LIKE CHILL, WET LEAVES

I woke around 3:30 a.m.. It is 4:44 a.m. now. I walked last night in the still, muggy atmosphere through the silent, sleeping tin and vinyl dwellings of the faux tropical estate know as Paradise Island in the heart of a most busy and unedifying industrial sprawl. I loved the silence, at least.

A vehicle passes now on the street called Caribbean Way. Where might they be going at this hour?

Mid-November. Start of another week. Hours into Monday, November 16, 2020. I should have made these notations before midnight, for then it would truly have been exactly mid-November. I shall have a procedure on my teeth tomorrow (meaning Tuesday). Deep gum or deep route cleaning. It’s recommended. The insurance company will pay for it, apparently. They must, for why else would I do it? Why am I thinking of this now? Stupid. I’d just as soon leave my teeth alone. What marks life’s most drab and anxious obligations than trips to the dentist?

But then, I have needed my teeth this year, so I could grind them, or they could be on edge through this unwonted time of the plague.

This awkward, wee hour digression — about teeth, of all things — detracts from what had been a worthy rumination at mid-autumn, if it could be said that there is an autumn in Florida.

Another vehicle passes. I have not seen any red flashing lights on the blinds, so, for once, it is not an ambulance. I guess it is just the hour when some people in this aggregate of tin and vinyl go to work, at least those who still work and do not endure in various states of euphoria or oblivion the long, enervating skulk toward our earthly terminus in this, the month we honor the departed.

This all seems rather cynical and beyond sad. I did not mean it to be such. It lacks — something. Hope! That’s it. And gratitude for life’s coming glory and mystery. Make it a prayer!

It is probably a bit of a despairing screed against the fact that it should still be muggy in mid-November. There are mild days in northern climes — Indian Summer, or those frequent days in a Boston November when it is suddenly mild. I described November 9th, 1960 to be such a day….

Imagine that day, the first day of the the march into the Kennedy mystique, for JFK had been elected, however, barely, the day before. However honorably. And now we are approaching the end of the Trump Presidency, though not, probably, the end of the Trump Era. And let it be known, I am not altogether fond — in fact, am deeply distressed, at so much that the Great Disrupter has brought into our cooperate lives as Americans. Shall we ever recover? Was it all this fault? (Not likely.) What did it all mean? What will it go on meaning, and will he fight to the end, and to what end? Let the Phonies enter and replace the merely Crass, and we shall, as January advances as — and here’s hoping January comes — we try to see where we are as a people.

_SET TASKS_.
a: List every place name mentioned in the essay about a sleepless November night.
b: Duplicate the passage of the essay starting with "I woke around" and going on through "silence, at least.".
The lines that follow have no connection to the essay.

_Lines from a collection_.
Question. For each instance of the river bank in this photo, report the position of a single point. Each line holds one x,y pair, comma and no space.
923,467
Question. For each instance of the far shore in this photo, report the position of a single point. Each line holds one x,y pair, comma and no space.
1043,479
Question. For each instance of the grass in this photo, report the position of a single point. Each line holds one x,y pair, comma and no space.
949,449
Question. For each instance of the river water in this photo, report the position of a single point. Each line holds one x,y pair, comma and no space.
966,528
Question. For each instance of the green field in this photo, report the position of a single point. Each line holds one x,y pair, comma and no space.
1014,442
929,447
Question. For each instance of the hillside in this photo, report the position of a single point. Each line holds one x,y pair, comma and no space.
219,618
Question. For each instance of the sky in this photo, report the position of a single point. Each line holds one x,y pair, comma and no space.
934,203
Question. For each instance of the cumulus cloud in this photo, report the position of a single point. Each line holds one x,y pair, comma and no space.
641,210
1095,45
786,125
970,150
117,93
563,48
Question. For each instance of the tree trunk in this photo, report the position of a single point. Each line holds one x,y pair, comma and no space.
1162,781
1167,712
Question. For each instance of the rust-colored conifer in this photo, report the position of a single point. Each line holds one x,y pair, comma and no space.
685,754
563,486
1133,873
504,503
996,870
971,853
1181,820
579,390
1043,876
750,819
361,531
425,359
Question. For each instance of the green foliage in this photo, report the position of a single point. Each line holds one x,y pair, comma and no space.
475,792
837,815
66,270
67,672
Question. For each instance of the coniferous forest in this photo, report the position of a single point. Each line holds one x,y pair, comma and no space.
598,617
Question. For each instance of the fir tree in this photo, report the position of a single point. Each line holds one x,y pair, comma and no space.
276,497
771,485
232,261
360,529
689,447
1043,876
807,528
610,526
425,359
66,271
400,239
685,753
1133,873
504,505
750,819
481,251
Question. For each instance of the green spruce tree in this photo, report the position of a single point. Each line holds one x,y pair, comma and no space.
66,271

_EXPECTED RESPONSES_.
a: Paradise Island, Caribbean Way, Florida, Boston

b:
I woke around 3:30 a.m.. It is 4:44 a.m. now. I walked last night in the still, muggy atmosphere through the silent, sleeping tin and vinyl dwellings of the faux tropical estate know as Paradise Island in the heart of a most busy and unedifying industrial sprawl. I loved the silence, at least.